**Your objective**
Copy out, unchanged, the portion of the records below that opens with the line containing "Please place a point on every instance of the dark green" and runs through the final line of the records, including both of those lines.

**Source data**
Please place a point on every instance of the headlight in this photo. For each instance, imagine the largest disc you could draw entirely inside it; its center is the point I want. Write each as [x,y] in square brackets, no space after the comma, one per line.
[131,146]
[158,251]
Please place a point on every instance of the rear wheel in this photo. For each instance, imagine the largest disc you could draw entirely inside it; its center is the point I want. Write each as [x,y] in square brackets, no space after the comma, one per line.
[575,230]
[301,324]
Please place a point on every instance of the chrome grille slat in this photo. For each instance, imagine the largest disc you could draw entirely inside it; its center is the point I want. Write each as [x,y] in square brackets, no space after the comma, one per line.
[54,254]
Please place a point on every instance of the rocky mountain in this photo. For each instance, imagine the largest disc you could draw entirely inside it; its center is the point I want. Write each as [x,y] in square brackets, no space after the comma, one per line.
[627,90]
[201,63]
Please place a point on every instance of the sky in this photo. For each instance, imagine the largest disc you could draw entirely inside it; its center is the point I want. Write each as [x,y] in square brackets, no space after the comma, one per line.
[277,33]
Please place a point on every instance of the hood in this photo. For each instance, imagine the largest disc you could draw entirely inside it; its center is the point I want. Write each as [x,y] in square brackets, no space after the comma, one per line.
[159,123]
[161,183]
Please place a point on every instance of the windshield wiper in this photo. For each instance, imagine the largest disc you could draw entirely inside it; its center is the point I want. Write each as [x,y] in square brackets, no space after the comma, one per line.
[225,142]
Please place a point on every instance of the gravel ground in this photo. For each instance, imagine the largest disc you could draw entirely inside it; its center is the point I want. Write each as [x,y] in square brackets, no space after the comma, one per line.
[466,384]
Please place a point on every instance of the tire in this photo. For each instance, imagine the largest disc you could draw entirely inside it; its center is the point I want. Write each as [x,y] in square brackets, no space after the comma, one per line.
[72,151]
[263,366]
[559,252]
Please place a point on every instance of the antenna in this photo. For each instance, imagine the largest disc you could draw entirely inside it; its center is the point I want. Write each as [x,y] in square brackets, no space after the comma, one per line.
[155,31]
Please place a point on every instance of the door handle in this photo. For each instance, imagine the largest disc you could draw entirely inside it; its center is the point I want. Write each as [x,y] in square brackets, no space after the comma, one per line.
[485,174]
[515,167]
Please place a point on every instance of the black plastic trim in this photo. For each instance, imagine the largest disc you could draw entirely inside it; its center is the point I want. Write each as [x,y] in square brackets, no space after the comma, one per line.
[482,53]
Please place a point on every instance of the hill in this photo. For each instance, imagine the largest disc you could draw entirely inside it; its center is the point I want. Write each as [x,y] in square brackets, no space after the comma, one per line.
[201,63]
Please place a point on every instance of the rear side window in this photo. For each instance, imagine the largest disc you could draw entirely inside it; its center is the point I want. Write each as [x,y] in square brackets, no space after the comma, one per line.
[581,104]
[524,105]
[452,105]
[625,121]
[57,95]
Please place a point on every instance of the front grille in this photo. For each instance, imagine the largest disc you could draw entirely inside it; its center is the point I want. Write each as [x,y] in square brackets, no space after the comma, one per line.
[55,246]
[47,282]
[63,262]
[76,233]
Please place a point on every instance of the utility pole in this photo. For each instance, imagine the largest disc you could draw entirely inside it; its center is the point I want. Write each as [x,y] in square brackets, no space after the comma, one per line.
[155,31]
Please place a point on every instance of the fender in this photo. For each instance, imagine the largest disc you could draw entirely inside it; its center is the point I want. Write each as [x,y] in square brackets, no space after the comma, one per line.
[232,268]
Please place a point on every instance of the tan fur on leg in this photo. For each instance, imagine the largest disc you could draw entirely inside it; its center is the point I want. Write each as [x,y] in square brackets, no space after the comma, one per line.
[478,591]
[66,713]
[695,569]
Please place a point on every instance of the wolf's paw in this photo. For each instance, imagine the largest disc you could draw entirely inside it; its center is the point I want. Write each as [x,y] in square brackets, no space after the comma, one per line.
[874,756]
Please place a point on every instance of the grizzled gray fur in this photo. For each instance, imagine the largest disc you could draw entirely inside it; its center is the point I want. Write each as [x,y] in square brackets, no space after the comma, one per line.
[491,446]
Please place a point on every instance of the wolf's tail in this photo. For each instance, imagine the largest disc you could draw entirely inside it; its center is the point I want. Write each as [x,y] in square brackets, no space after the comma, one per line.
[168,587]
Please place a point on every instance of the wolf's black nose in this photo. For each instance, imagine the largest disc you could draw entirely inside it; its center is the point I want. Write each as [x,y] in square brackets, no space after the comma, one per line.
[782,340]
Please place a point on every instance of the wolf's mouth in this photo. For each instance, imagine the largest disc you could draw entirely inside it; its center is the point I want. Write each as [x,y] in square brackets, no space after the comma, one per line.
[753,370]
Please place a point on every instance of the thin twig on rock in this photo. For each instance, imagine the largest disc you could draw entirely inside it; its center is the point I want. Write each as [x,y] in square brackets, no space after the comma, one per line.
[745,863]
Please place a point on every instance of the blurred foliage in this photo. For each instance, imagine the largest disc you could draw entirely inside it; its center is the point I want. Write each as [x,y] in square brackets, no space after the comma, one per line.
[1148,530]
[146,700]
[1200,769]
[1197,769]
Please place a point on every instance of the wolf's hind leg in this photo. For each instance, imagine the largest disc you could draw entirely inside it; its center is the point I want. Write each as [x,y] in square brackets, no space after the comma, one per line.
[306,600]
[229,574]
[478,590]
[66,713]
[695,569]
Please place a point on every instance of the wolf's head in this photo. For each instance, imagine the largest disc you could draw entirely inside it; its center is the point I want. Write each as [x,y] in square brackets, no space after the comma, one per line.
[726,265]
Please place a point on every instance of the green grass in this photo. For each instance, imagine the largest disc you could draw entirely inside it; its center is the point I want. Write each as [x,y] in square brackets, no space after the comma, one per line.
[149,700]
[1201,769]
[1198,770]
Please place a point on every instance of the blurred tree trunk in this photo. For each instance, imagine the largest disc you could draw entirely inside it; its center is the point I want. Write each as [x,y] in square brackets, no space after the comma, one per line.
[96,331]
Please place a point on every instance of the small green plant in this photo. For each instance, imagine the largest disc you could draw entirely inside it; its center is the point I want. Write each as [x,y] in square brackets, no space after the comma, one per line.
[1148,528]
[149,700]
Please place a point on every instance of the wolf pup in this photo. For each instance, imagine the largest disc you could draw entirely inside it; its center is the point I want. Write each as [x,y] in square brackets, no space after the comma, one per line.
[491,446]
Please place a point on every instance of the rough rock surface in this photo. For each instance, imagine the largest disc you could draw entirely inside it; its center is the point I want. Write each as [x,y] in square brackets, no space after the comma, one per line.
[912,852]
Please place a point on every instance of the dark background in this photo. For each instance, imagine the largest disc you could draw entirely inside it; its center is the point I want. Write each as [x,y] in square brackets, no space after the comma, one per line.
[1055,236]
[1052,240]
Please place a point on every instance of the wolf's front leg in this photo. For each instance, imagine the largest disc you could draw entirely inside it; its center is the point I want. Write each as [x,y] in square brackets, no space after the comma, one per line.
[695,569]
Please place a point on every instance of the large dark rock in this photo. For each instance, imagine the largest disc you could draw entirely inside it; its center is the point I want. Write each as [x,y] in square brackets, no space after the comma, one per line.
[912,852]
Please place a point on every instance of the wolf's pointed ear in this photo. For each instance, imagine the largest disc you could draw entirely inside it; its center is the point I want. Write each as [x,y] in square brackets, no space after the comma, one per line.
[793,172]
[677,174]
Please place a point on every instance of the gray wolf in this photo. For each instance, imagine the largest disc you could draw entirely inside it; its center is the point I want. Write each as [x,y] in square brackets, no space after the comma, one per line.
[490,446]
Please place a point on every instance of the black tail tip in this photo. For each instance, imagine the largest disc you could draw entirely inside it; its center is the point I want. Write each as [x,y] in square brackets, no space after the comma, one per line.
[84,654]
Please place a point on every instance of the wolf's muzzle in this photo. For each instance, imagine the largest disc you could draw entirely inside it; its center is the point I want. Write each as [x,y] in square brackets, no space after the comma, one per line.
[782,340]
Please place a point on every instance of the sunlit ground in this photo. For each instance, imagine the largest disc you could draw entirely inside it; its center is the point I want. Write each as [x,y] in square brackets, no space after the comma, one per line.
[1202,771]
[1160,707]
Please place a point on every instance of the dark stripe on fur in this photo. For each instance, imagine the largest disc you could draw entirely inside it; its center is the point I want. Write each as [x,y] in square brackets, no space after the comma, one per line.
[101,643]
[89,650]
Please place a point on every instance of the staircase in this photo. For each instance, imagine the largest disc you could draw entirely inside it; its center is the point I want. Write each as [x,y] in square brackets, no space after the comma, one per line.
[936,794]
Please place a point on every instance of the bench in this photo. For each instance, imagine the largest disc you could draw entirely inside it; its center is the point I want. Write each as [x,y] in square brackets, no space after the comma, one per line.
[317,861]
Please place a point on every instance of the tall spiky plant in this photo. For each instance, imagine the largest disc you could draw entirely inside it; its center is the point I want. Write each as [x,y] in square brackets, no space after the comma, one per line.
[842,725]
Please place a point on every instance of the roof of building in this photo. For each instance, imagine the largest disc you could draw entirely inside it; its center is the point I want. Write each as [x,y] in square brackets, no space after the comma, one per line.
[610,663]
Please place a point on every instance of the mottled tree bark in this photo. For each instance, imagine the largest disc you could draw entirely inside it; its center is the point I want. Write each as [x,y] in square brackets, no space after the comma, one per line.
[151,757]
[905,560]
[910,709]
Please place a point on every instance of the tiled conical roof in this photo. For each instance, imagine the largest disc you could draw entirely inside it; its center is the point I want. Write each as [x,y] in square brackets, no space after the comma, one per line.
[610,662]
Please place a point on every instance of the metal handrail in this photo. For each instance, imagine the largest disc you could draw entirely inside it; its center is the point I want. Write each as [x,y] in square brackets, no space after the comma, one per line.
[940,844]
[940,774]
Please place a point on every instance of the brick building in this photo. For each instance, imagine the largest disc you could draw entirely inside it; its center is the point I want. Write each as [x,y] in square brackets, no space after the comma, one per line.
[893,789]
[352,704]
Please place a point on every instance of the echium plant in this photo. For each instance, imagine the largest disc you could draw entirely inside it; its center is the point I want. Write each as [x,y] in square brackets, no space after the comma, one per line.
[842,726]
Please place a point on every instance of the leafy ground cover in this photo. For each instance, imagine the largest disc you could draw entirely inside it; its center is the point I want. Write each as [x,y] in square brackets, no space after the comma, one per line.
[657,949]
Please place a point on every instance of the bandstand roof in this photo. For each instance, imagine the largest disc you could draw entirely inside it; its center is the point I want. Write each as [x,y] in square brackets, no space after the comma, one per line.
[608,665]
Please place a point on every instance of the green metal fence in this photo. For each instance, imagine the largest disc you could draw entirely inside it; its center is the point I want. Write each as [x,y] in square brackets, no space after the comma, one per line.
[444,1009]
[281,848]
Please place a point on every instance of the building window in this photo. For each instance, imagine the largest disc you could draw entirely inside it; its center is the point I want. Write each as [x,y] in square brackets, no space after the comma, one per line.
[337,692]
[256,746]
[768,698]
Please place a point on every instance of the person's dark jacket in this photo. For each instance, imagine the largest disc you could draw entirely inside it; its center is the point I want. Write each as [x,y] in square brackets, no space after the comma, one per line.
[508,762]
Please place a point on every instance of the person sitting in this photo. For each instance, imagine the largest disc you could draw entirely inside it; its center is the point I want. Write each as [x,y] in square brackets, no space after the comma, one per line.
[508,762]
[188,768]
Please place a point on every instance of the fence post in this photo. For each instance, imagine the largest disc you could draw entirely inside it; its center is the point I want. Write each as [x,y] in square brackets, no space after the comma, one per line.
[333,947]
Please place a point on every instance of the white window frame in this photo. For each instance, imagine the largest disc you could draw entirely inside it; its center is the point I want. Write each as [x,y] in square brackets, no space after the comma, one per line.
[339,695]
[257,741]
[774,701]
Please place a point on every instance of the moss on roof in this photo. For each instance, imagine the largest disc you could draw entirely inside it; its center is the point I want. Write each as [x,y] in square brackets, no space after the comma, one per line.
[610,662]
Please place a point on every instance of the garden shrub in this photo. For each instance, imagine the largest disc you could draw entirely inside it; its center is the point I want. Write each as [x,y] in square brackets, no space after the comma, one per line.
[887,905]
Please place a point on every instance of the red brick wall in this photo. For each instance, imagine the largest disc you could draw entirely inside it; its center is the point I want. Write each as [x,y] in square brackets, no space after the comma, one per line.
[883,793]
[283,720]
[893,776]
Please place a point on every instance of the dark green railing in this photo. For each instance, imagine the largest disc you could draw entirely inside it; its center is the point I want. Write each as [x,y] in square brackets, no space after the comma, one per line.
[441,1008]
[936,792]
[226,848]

**Result**
Please place a point on every instance of the dark green railing in this photo. For each instance, imagine the largest disc you could draw entirely inside it; its center is the point I want. Write each as [x,y] in square brackets, no space after the comma, one per line.
[441,1008]
[936,792]
[226,848]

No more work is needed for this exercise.